→ **STATED GOAL**
Write the material out again in full, exactly.
┄┄┄┄┄┄
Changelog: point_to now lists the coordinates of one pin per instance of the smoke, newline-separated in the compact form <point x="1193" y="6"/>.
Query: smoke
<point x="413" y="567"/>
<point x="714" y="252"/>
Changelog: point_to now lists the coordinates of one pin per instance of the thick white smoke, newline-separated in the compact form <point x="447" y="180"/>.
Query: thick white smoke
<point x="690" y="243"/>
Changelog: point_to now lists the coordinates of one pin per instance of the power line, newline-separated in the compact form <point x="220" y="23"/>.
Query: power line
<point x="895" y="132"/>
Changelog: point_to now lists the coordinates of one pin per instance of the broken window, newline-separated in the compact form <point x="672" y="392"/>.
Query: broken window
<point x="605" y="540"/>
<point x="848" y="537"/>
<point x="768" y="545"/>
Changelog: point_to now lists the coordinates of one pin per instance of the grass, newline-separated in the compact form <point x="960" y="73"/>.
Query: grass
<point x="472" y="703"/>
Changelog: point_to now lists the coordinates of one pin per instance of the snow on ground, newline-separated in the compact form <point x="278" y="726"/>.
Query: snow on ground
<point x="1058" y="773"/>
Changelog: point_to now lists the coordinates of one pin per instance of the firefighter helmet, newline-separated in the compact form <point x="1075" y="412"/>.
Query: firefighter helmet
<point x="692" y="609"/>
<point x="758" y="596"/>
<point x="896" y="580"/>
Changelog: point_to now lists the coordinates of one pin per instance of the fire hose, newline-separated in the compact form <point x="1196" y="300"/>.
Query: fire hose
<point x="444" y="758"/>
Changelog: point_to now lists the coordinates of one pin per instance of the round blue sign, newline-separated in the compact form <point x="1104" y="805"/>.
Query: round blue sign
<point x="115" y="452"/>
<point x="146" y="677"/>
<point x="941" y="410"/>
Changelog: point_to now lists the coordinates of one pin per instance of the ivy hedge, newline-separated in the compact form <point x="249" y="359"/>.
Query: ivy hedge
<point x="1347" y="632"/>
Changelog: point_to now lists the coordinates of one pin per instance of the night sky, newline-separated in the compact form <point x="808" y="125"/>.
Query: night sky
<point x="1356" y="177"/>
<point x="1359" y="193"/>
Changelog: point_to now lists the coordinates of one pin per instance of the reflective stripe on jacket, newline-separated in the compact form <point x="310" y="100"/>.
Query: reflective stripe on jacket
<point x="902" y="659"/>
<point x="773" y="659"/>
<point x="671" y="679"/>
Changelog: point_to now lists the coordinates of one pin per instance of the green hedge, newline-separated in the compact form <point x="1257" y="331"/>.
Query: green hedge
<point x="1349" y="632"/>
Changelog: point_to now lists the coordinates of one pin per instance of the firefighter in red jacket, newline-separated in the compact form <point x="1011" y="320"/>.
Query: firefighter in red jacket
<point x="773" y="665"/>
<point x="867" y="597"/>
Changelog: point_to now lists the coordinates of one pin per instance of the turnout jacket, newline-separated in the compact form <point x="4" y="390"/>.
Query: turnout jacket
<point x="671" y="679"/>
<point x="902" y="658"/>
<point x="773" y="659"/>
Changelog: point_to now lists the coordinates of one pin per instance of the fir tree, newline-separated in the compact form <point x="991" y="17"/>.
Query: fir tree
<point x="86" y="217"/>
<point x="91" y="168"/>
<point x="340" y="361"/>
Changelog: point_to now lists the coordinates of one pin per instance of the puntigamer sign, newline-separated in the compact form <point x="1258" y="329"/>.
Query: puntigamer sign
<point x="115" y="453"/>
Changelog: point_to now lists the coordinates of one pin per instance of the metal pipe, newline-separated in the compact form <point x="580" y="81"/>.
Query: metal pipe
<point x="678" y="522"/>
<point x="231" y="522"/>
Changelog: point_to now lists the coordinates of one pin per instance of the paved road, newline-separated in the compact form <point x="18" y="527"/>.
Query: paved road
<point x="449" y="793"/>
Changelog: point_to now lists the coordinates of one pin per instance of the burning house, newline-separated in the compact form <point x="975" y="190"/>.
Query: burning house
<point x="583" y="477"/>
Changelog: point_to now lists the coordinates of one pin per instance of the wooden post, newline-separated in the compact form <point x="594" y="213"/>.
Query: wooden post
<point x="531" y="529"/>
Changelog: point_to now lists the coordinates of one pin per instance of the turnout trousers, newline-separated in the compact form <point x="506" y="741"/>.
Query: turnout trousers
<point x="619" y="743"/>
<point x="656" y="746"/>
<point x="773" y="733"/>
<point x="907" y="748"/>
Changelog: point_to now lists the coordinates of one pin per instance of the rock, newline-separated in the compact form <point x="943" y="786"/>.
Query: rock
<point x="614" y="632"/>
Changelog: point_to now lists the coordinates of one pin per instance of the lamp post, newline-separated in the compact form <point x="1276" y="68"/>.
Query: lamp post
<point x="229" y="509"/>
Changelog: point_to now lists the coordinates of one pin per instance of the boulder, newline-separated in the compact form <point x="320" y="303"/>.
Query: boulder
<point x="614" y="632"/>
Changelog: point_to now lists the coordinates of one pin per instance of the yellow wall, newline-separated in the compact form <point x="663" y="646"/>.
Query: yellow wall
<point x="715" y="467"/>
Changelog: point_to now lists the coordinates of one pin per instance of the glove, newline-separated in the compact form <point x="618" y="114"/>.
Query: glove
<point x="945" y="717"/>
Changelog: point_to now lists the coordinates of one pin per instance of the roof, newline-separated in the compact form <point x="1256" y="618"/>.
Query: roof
┄┄┄┄┄┄
→ **SOLUTION TO THIS TASK**
Changelog: point_to now lists the coordinates of one pin per instance of the smoke, newline-separated in the compact form <point x="1193" y="6"/>.
Query: smoke
<point x="413" y="567"/>
<point x="714" y="252"/>
Changelog: point_to now lists the coordinates of one pin per instance of the thick white smoke, newline-separated in the compact form <point x="447" y="180"/>.
Query: thick white smoke
<point x="690" y="243"/>
Changelog: point_to now lists the coordinates of one pin per instance of the power line, newline-separated in the compact form <point x="220" y="23"/>.
Query: power line
<point x="895" y="132"/>
Changelog: point_to now lists the coordinates of one pin per instance of the broken window, newline-separated in the compact form <point x="672" y="392"/>.
Query: broken window
<point x="605" y="540"/>
<point x="848" y="537"/>
<point x="768" y="545"/>
Changelog: point_to now lists the coordinates of one pin per instance of the grass, newline-separated in the compact form <point x="960" y="73"/>.
Query: grass
<point x="472" y="703"/>
Changelog: point_to now lists the coordinates of one pin per instance of the snow on ground, newline-separated in the compact form <point x="278" y="726"/>.
Query: snow on ground
<point x="1058" y="773"/>
Changelog: point_to now lists the coordinates of one pin per instance of the firefighter helmet, newline-separated in the compact form <point x="1075" y="412"/>.
Query: firefighter helmet
<point x="692" y="609"/>
<point x="758" y="596"/>
<point x="896" y="580"/>
Changelog: point_to now lists the coordinates of one pin per instance of the fire hose, newline-separated in the compact form <point x="1196" y="300"/>.
Query: fire hose
<point x="444" y="758"/>
Changelog: point_to now lists the coordinates of one pin per instance of the round blue sign, newline-separated in the compact form <point x="1104" y="805"/>.
Query: round blue sign
<point x="115" y="452"/>
<point x="146" y="677"/>
<point x="941" y="410"/>
Changelog: point_to now lists the coordinates of one pin per instance of the ivy hedge, newline-separated in the compact form <point x="249" y="359"/>.
Query: ivy hedge
<point x="1347" y="632"/>
Changelog: point_to now lists the coordinates of one pin per instance of the night sky, newline-separated in the compact form <point x="808" y="125"/>.
Query: night sky
<point x="1356" y="177"/>
<point x="1359" y="193"/>
Changelog: point_to now lists the coordinates of one pin per instance of the reflective stripe on jacket, newline-separated in the compact form <point x="310" y="100"/>.
Query: reflective stripe on jacket
<point x="902" y="659"/>
<point x="773" y="659"/>
<point x="671" y="679"/>
Changelog: point_to now lists the coordinates of one pin per instance of the green hedge, newline-separated in the compact form <point x="1257" y="331"/>.
Query: green hedge
<point x="1349" y="632"/>
Changelog: point_to now lists the coordinates of one pin per instance of the firefighter in red jacket, newline-separated in the compact form <point x="1011" y="320"/>.
Query: firefighter in red jacket
<point x="773" y="665"/>
<point x="867" y="597"/>
Changelog: point_to now lists the coordinates of one pin per instance of the turnout jacket, newline-separated in the compact form <point x="4" y="390"/>.
Query: turnout jacket
<point x="671" y="679"/>
<point x="902" y="658"/>
<point x="773" y="659"/>
Changelog: point_to now lists the coordinates of one pin per instance of the fir tree, newline-separated in the compact form <point x="991" y="17"/>.
Query: fir tree
<point x="86" y="217"/>
<point x="91" y="168"/>
<point x="340" y="361"/>
Changelog: point_to now lists the coordinates of one pin per instance of the puntigamer sign, newline-separated in the compact form <point x="1258" y="329"/>.
Query: puntigamer sign
<point x="115" y="453"/>
Changelog: point_to now lists the coordinates of one pin per instance of the metal pipe, newline-separated in the compact form <point x="580" y="81"/>.
Query: metal pipe
<point x="678" y="522"/>
<point x="231" y="522"/>
Changelog: point_to now lists the coordinates of one pin per instance of the paved road, newline-separated in the compact form <point x="18" y="527"/>.
Query: paved road
<point x="449" y="793"/>
Changelog: point_to now lists the coordinates of one pin per instance of the burning house, newline-separated in the compact form <point x="975" y="190"/>.
Query: burning house
<point x="583" y="477"/>
Changelog: point_to now lists the coordinates of one pin per instance of the wooden post, newline-separated in the compact form <point x="594" y="213"/>.
Query: wooden post
<point x="531" y="529"/>
Changelog: point_to now lists the coordinates of one pin per instance of the turnout trousers, newline-separated in the compact form <point x="506" y="741"/>.
Query: turnout trousers
<point x="619" y="743"/>
<point x="656" y="746"/>
<point x="773" y="733"/>
<point x="907" y="748"/>
Changelog: point_to now lists the coordinates of one pin per instance of the rock, newline-separated in the compact form <point x="943" y="786"/>.
Query: rock
<point x="614" y="632"/>
Changelog: point_to now lists the coordinates of one pin per instance of the lamp post, newline-separated in the compact form <point x="1276" y="68"/>.
Query: lamp post
<point x="229" y="509"/>
Changelog: point_to now lists the coordinates of one pin per instance of the boulder, newline-separated in the compact form <point x="320" y="303"/>.
Query: boulder
<point x="614" y="632"/>
Changelog: point_to now lists the coordinates of one pin per instance of the yellow wall, newline-separated in the compact form <point x="663" y="646"/>.
Query: yellow wall
<point x="715" y="467"/>
Changelog: point_to now lists the coordinates of one pin per instance of the glove, newline-separated in the compact form <point x="618" y="114"/>.
Query: glove
<point x="945" y="717"/>
Changelog: point_to now lists the coordinates of one pin per instance of the roof, newline-separated in the compact form <point x="1256" y="618"/>.
Query: roof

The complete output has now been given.